Aim => Find every line in the items below that contains the word "reading", and copy each of those lines. Case counts.

Pointing and labeling items =>

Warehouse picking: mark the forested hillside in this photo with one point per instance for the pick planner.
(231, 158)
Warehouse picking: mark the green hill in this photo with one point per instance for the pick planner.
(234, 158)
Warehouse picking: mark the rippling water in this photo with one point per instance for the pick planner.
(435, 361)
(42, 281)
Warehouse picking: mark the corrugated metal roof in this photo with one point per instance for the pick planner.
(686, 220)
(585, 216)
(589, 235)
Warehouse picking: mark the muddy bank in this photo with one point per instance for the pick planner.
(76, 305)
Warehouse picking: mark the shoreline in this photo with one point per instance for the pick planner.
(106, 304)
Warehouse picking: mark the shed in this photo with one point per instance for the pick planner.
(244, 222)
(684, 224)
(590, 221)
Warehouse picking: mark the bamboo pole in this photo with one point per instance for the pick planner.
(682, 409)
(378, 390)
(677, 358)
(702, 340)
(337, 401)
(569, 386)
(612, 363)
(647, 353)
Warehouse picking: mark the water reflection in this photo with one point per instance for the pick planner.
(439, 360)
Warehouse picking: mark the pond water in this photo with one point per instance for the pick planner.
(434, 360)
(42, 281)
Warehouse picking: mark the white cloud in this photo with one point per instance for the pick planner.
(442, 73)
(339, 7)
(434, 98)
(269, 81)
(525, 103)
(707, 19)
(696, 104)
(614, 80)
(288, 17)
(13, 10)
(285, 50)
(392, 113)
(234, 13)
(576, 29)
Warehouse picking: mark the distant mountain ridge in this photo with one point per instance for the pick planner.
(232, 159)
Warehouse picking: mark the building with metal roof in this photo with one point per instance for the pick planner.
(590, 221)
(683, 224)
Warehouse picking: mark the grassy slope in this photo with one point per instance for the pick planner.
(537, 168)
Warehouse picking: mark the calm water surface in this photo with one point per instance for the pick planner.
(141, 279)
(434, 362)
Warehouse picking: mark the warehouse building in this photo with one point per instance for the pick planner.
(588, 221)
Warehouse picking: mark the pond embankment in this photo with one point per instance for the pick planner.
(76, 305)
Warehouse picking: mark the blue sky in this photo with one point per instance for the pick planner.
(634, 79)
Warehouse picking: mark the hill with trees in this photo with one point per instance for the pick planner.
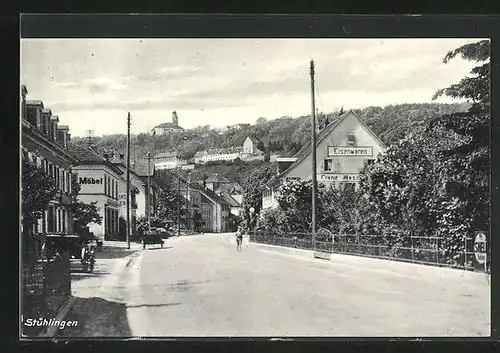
(283, 136)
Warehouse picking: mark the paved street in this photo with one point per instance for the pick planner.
(201, 286)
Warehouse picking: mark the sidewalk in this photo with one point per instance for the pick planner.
(398, 268)
(97, 304)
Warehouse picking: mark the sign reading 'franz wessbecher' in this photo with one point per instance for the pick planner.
(350, 151)
(338, 177)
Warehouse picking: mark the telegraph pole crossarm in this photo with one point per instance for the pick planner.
(313, 147)
(128, 181)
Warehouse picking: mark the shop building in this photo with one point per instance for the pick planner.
(99, 181)
(343, 148)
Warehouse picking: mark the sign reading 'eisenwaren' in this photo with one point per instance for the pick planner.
(350, 151)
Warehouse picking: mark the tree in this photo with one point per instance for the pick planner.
(253, 185)
(294, 198)
(83, 214)
(465, 167)
(38, 189)
(197, 221)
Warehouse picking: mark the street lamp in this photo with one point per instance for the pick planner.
(149, 190)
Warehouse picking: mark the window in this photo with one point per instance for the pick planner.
(50, 219)
(349, 187)
(57, 178)
(64, 215)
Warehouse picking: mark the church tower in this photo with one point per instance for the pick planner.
(175, 119)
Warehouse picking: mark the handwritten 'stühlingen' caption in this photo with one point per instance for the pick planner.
(41, 322)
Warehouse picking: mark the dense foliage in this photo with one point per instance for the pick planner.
(432, 181)
(253, 186)
(285, 135)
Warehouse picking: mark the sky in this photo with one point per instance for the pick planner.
(91, 84)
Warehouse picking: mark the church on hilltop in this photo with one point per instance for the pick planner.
(167, 128)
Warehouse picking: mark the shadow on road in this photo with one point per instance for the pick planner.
(152, 305)
(77, 275)
(113, 253)
(164, 248)
(96, 317)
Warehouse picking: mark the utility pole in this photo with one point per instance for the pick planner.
(149, 191)
(178, 206)
(90, 134)
(313, 146)
(128, 181)
(188, 200)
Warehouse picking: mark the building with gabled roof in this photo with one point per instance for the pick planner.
(343, 148)
(169, 160)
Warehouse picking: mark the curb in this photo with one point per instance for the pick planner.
(63, 311)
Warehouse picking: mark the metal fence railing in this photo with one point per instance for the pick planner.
(414, 249)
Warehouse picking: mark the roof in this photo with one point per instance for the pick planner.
(34, 102)
(166, 154)
(213, 196)
(217, 178)
(232, 202)
(88, 156)
(306, 149)
(228, 188)
(84, 155)
(141, 168)
(168, 126)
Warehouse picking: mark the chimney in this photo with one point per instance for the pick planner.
(175, 119)
(24, 92)
(63, 135)
(284, 164)
(46, 123)
(54, 120)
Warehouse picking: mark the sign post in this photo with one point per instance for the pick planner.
(480, 249)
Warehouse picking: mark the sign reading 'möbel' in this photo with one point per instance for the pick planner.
(350, 151)
(480, 247)
(90, 181)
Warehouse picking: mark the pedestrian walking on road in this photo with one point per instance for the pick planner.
(239, 239)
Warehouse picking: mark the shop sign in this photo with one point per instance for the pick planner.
(335, 151)
(332, 177)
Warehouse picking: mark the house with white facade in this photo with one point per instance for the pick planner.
(343, 148)
(99, 182)
(168, 160)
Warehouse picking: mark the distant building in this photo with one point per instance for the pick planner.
(344, 147)
(248, 151)
(218, 155)
(250, 146)
(167, 128)
(168, 160)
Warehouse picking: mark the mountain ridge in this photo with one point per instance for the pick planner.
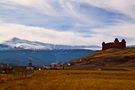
(16, 43)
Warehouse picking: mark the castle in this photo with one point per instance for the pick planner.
(116, 44)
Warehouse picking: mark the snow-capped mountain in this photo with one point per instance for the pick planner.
(16, 43)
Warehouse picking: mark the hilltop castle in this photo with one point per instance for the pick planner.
(115, 44)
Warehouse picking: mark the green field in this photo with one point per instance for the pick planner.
(70, 80)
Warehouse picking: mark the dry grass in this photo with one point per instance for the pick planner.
(72, 80)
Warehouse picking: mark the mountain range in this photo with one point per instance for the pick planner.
(17, 43)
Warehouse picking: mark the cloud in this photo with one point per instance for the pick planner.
(68, 21)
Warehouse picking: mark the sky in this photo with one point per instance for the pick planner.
(70, 22)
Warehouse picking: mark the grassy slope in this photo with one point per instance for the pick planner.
(107, 58)
(73, 80)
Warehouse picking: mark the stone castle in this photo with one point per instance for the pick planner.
(116, 44)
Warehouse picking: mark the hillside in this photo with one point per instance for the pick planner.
(106, 59)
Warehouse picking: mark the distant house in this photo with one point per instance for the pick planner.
(30, 66)
(116, 44)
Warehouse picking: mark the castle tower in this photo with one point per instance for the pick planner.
(103, 46)
(116, 40)
(123, 43)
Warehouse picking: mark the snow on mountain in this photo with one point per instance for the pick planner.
(16, 43)
(25, 44)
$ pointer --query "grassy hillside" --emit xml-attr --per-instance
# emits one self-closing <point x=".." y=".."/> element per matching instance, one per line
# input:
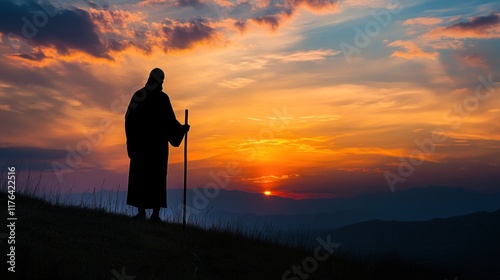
<point x="61" y="242"/>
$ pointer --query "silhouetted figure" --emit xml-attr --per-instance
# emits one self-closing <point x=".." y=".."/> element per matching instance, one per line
<point x="150" y="125"/>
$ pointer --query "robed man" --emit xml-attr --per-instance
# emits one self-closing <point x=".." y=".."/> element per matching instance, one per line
<point x="150" y="125"/>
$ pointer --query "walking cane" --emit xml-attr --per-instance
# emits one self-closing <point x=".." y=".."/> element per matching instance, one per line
<point x="185" y="174"/>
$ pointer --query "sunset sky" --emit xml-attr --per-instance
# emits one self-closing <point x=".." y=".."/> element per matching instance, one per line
<point x="302" y="98"/>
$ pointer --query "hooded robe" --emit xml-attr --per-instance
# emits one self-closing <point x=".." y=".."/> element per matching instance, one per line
<point x="150" y="124"/>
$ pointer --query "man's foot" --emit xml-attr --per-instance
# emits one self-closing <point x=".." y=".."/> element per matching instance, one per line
<point x="155" y="220"/>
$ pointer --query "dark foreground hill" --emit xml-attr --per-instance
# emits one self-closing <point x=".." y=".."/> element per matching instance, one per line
<point x="59" y="242"/>
<point x="469" y="244"/>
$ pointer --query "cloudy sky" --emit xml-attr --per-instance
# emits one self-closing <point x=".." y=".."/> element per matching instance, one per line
<point x="303" y="98"/>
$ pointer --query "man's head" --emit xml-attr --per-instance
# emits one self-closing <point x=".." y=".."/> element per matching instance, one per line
<point x="155" y="80"/>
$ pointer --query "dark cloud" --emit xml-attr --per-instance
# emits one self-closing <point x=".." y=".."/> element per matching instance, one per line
<point x="241" y="25"/>
<point x="64" y="29"/>
<point x="277" y="12"/>
<point x="272" y="21"/>
<point x="34" y="56"/>
<point x="189" y="3"/>
<point x="184" y="35"/>
<point x="30" y="153"/>
<point x="481" y="22"/>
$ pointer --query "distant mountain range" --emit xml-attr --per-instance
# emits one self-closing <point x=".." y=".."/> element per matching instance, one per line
<point x="470" y="243"/>
<point x="255" y="209"/>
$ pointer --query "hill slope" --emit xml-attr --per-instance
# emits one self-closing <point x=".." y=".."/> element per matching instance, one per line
<point x="55" y="242"/>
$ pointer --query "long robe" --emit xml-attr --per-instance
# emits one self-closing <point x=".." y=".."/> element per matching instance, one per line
<point x="150" y="124"/>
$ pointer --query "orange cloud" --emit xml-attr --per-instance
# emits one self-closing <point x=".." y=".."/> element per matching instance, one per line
<point x="482" y="27"/>
<point x="423" y="21"/>
<point x="411" y="50"/>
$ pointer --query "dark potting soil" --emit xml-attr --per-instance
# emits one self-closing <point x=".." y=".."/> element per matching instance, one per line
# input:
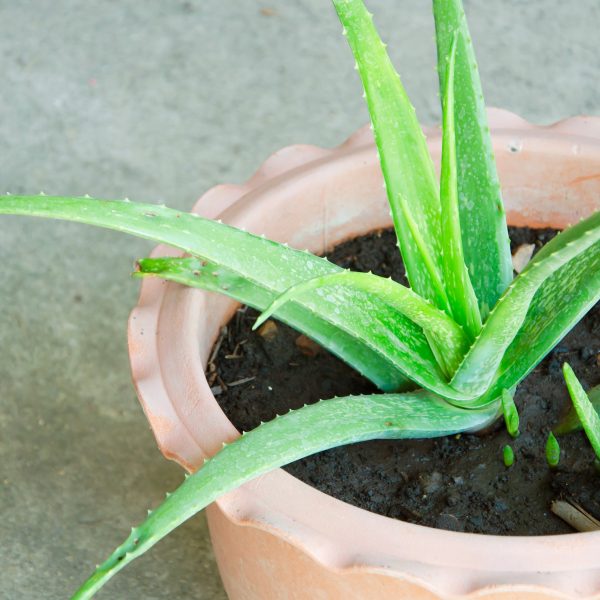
<point x="458" y="482"/>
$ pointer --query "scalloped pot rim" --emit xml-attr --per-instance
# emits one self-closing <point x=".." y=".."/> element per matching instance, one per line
<point x="550" y="177"/>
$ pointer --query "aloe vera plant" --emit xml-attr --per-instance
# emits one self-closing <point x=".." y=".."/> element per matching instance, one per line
<point x="464" y="334"/>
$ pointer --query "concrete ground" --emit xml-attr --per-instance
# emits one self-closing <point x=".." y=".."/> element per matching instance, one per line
<point x="159" y="101"/>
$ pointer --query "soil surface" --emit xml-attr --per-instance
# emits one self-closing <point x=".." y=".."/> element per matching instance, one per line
<point x="458" y="483"/>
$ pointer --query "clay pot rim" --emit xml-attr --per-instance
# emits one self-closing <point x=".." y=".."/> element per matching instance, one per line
<point x="255" y="504"/>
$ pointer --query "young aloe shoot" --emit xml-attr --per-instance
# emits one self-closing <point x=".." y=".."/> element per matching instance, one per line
<point x="511" y="415"/>
<point x="508" y="456"/>
<point x="463" y="333"/>
<point x="585" y="409"/>
<point x="552" y="451"/>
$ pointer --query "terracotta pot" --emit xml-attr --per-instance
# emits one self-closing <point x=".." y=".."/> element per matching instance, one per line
<point x="277" y="537"/>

The answer =>
Warehouse picking: mark the sign reading 'franz wessbecher' in this photo with one point per instance for the pick planner.
Warehouse picking: mark the sign reading 'eisenwaren' in this photo with one point per instance for the pick planner.
Warehouse picking: mark the sign reading 'möbel' in this photo with one point per instance for the pick planner.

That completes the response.